Directions ▸ What is needed is an exact repeat of the lines from the line containing "pixel 56 105" through the final line of the entries below, and nothing else.

(Point localization data)
########
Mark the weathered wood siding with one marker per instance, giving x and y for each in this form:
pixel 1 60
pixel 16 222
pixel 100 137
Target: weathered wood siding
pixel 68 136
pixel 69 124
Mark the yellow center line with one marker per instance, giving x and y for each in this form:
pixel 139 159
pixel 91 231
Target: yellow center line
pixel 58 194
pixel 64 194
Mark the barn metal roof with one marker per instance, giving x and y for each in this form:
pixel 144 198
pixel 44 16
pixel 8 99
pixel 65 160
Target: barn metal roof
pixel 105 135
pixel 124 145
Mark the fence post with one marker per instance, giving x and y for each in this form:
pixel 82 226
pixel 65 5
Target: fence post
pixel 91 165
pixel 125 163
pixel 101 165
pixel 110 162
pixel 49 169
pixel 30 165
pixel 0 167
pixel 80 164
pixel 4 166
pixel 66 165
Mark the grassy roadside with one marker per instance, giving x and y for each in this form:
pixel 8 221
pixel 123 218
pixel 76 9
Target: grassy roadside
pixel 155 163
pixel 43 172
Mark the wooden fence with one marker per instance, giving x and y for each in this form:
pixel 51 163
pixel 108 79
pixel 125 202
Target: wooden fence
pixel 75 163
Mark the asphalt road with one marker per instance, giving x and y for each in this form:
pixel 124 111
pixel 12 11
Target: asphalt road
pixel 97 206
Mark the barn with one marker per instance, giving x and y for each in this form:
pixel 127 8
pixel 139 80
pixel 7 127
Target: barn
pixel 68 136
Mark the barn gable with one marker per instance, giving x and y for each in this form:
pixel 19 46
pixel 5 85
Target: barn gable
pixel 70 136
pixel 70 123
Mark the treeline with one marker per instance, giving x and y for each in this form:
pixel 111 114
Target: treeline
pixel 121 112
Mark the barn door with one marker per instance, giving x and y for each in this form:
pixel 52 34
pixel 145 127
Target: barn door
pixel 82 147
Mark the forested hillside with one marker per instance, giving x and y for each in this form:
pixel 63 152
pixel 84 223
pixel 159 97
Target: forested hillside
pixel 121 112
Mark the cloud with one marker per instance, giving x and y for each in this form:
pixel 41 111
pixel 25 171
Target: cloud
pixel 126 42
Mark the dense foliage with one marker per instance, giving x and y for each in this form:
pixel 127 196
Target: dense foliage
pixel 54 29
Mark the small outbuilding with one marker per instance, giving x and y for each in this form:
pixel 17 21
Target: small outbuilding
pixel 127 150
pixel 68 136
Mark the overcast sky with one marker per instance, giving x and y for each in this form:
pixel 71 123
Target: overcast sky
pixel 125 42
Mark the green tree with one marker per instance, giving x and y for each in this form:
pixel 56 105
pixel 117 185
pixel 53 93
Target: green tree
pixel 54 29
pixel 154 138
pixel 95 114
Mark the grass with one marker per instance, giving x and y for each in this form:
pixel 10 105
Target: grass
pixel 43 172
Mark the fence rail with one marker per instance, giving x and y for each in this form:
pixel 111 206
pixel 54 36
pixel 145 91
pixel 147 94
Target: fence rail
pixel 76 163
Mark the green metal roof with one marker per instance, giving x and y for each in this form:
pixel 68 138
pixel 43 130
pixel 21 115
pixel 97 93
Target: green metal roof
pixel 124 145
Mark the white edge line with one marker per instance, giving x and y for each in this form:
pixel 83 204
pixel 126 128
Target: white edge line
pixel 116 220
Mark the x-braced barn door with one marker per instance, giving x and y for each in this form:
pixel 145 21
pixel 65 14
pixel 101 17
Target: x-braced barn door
########
Solution to this problem ▸
pixel 56 105
pixel 117 185
pixel 53 93
Target: green tree
pixel 54 29
pixel 154 138
pixel 95 114
Mark the grass with one marker per instance, giving x and y for each in this form:
pixel 10 105
Target: grass
pixel 43 172
Mark the fence rail with one marker per instance, giving x and y for each in this form:
pixel 111 206
pixel 54 36
pixel 145 91
pixel 147 94
Target: fence rail
pixel 76 163
Mark the green metal roof with one marker per instance, giving x and y for each in this form:
pixel 68 138
pixel 43 130
pixel 21 115
pixel 97 93
Target: green metal roof
pixel 124 145
Mark the white edge line with one marker per instance, giving x and y for each in this form:
pixel 83 204
pixel 126 128
Target: white edge line
pixel 116 220
Mark the x-braced barn door with one marker per instance, giving x and y for each in this form:
pixel 145 21
pixel 65 14
pixel 101 17
Target: x-braced barn door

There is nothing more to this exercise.